### Exercise prompt
Starting at the line that contains "If you could mark the windshield", return every line through the end of the entries below, exactly and with nothing else.

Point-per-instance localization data
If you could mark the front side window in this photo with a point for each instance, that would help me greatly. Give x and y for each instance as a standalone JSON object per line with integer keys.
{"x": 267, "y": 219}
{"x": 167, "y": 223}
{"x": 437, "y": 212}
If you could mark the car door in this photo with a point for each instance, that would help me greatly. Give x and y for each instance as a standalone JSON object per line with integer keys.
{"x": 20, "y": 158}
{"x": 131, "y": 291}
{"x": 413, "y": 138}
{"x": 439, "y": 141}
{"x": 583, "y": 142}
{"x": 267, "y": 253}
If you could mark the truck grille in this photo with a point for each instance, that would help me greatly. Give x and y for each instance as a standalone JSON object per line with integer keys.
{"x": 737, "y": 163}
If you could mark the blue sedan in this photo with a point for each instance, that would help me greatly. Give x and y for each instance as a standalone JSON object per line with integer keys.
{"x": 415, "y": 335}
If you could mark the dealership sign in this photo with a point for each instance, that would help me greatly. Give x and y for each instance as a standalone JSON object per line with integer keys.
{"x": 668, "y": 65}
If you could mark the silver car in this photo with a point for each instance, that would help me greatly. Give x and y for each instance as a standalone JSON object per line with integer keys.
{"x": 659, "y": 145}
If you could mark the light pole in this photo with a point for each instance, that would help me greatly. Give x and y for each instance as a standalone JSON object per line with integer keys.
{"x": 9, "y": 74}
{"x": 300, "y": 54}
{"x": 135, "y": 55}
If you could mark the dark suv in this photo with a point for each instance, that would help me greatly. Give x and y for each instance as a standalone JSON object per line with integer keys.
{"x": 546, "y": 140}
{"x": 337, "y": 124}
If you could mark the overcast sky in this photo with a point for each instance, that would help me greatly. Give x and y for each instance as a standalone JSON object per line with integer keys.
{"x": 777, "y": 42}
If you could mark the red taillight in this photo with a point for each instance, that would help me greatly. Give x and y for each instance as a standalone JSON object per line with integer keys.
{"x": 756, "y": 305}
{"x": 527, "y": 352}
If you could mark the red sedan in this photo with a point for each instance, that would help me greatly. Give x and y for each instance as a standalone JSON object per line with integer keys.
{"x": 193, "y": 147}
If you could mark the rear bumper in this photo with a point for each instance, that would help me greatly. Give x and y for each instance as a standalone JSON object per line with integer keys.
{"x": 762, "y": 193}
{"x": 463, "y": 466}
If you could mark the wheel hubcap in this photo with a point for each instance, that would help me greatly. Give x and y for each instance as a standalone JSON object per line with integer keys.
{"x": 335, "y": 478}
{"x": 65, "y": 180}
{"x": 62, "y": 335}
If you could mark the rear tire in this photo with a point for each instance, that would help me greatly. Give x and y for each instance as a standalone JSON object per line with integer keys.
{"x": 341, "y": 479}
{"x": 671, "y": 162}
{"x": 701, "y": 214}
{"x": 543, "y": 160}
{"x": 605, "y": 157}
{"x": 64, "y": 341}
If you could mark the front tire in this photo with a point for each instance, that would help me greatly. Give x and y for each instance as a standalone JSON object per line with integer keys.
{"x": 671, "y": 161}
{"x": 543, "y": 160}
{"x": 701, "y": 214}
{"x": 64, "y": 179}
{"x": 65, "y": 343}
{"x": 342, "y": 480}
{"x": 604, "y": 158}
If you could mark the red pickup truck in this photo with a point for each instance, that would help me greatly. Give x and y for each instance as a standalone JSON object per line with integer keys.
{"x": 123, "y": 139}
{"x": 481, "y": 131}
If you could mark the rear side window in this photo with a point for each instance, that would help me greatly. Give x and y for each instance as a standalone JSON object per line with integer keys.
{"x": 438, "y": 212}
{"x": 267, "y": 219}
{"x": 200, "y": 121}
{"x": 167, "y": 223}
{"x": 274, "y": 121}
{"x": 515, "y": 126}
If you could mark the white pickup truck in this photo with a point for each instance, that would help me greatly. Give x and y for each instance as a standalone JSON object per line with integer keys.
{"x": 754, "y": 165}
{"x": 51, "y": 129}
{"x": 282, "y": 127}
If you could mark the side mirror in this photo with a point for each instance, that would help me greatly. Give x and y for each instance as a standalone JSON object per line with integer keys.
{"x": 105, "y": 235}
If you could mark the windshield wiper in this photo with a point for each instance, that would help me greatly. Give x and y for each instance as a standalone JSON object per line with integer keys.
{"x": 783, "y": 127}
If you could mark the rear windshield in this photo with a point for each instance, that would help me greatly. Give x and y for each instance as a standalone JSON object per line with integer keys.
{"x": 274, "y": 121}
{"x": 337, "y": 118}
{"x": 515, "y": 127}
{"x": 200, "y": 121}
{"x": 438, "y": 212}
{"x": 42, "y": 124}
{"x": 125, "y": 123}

### Problem solution
If you could mark the windshield wiper in this photo with a point for each instance, that would help me greatly. Give x and y for each instance as a standalone JSON object per line with integer keys.
{"x": 783, "y": 127}
If you could mark the rear windshield in this photo with a point for each instance, that would help me greatly. Give x and y for each instance as a standalone JSON object per line with integer keys.
{"x": 274, "y": 121}
{"x": 337, "y": 118}
{"x": 515, "y": 127}
{"x": 200, "y": 121}
{"x": 438, "y": 212}
{"x": 42, "y": 124}
{"x": 125, "y": 123}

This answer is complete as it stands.